Dataset excerpts on object pointing
####################
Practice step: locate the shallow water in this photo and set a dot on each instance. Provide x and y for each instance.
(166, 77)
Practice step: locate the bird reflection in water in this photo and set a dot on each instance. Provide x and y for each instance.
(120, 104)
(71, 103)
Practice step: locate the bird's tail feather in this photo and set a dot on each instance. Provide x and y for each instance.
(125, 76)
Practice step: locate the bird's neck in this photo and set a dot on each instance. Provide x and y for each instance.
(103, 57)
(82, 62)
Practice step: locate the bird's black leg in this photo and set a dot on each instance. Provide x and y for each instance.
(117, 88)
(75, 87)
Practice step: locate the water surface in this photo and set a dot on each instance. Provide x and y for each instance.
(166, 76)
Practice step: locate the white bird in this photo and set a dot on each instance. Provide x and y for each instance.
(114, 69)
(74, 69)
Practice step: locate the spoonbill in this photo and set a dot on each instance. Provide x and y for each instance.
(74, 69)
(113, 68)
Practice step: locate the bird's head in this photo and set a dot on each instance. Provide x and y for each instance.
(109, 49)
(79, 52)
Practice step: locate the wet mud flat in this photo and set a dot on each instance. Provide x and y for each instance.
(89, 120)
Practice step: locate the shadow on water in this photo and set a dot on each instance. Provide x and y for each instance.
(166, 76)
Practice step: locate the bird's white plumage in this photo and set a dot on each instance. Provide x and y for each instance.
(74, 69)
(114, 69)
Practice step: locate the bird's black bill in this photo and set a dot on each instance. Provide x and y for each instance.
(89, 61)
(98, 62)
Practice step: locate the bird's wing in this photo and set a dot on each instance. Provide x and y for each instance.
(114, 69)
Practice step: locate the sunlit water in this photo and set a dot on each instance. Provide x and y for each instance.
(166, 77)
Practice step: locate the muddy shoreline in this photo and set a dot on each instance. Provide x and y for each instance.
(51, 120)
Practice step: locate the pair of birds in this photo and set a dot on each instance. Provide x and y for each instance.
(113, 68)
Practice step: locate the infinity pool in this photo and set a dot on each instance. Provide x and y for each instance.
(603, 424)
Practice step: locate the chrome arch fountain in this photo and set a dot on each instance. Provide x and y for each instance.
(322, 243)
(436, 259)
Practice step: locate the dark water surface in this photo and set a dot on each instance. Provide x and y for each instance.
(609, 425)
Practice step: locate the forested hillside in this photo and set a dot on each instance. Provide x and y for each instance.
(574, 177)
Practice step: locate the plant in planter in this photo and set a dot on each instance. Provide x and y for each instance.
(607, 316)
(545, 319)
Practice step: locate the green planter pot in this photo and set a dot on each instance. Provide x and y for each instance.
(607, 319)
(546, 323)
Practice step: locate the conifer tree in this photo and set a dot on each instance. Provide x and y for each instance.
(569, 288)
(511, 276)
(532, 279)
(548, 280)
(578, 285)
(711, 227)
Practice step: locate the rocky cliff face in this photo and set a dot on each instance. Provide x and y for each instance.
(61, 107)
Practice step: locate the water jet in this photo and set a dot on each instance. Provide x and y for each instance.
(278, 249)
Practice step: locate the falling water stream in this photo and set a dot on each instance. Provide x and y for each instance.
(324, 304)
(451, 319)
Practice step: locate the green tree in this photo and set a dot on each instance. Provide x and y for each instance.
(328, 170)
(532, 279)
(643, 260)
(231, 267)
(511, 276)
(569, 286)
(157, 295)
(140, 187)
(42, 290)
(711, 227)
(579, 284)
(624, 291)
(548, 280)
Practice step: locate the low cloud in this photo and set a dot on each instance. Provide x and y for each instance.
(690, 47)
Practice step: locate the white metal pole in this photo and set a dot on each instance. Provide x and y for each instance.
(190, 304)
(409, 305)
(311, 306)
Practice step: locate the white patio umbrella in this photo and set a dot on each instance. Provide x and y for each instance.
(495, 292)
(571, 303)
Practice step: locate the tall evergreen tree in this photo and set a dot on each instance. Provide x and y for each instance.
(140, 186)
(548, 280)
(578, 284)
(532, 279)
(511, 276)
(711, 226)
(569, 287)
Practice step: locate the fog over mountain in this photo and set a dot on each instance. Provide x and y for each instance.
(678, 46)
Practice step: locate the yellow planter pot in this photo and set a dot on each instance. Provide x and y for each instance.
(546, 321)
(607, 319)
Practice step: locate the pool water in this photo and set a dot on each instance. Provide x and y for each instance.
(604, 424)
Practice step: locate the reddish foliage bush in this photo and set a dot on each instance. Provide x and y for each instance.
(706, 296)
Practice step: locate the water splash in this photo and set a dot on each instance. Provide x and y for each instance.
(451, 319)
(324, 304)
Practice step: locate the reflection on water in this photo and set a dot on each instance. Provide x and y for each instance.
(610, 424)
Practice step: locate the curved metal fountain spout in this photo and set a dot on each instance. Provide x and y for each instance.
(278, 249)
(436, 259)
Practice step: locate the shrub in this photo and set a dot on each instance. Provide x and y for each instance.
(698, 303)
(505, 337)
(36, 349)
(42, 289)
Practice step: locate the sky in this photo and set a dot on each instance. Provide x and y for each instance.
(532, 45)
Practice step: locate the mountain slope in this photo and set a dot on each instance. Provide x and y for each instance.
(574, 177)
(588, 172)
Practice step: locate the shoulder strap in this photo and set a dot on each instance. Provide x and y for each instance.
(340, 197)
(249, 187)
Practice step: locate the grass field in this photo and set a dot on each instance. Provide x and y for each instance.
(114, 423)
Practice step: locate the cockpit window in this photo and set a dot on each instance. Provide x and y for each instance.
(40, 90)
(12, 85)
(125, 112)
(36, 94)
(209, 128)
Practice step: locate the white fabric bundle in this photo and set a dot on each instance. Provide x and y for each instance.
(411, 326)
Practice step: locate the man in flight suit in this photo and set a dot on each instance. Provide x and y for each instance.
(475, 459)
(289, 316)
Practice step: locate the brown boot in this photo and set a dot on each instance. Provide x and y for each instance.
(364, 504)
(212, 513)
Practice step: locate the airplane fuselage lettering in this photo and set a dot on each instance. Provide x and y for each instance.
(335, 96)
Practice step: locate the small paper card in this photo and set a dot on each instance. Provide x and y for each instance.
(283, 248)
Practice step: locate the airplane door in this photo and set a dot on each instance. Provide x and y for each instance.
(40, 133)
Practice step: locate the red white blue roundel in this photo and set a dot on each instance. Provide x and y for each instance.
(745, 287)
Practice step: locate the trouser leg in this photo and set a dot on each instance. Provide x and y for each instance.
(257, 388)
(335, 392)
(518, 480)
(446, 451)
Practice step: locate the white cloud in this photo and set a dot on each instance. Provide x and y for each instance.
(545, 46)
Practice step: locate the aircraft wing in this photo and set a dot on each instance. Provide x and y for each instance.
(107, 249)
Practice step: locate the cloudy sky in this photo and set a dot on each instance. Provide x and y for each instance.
####################
Objective - Starting from the line with "Practice step: locate the man" and ending with the final line of the data, quote every line exactly, both ends included.

Reply -
Practice step: locate the man in flight suit in this photo and set a dot on each instance. Provide x and y for each instance.
(475, 459)
(289, 316)
Practice step: locate the brown boot in this photo and set a dot on each instance. Provide x and y for each instance.
(364, 504)
(212, 513)
Practice step: locate the airplane fuselage lettering in this photo and set a dot on each instance. Provide x and y for each instance.
(335, 96)
Practice step: locate the small paper card in this photo and set a dot on each instance. Provide x and y for each instance.
(283, 248)
Practice step: locate the airplane door in this photo and set a dot on each instance. Provide x and y for each instance.
(40, 133)
Practice step: locate the red white blue roundel in this photo and set a dot on each instance. Provide x and y for each instance.
(745, 287)
Practice step: locate the trouser leg in this photo and set a dot on each instance. Provide x and y for each instance.
(257, 388)
(335, 392)
(518, 480)
(446, 451)
Practice step: locate the white cloud in this photo and set a dot on each instance. Provide x and y for each instance.
(545, 46)
Practice step: locate the aircraft wing in this photo and set a dot on each instance. Provide x and y for each instance.
(107, 249)
Practice step: locate the cloudy sky in this photo and set a dot on each instance. Provide x and y for each instance.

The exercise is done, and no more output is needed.